===== Listed records =====

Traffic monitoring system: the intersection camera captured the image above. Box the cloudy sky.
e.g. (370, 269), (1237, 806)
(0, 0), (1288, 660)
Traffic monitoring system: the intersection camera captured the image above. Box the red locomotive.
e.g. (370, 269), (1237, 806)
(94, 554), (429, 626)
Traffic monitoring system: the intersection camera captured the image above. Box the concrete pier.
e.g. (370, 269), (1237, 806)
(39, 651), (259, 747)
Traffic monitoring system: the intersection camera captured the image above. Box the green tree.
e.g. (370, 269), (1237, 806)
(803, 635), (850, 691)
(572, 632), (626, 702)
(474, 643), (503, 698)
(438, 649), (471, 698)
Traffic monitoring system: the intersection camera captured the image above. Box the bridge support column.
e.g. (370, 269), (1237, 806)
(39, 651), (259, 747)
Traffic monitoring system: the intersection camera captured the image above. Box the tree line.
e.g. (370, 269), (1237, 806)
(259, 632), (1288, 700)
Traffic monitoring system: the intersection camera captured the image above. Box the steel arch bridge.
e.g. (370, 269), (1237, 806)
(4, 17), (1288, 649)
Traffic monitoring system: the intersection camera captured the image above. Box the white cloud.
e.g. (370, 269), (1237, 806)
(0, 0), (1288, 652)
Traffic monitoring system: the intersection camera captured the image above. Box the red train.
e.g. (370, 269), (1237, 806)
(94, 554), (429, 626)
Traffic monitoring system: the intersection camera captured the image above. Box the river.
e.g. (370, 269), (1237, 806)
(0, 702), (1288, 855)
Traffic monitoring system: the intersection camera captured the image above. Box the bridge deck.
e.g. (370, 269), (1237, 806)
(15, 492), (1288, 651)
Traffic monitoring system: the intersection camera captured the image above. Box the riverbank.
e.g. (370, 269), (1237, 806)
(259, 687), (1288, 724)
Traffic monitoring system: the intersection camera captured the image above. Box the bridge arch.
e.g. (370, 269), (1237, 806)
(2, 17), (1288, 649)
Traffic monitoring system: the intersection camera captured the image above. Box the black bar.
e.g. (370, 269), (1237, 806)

=====
===== Listed records =====

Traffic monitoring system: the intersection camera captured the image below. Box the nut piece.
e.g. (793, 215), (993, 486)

=====
===== Listed records =====

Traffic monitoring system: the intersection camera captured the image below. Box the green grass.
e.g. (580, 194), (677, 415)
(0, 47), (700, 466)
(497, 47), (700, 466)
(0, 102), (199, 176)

=====

What you need to do = Could you reproduce the data above, starting at the line containing "the tree line." and ending at the line containing "(4, 17), (1288, 649)", with the requests included and every answer coordinate offset by adding 5? Leave the sample coordinates after "e.g." unchanged.

Solution =
Traffic monitoring system: the intersection camera captured the image above. Box the tree line.
e.g. (370, 269), (1237, 806)
(264, 637), (1293, 705)
Traffic monitoring system: the intersection camera captured the image above. Box the steel arch bridge.
e.g. (370, 269), (1237, 806)
(9, 22), (1293, 654)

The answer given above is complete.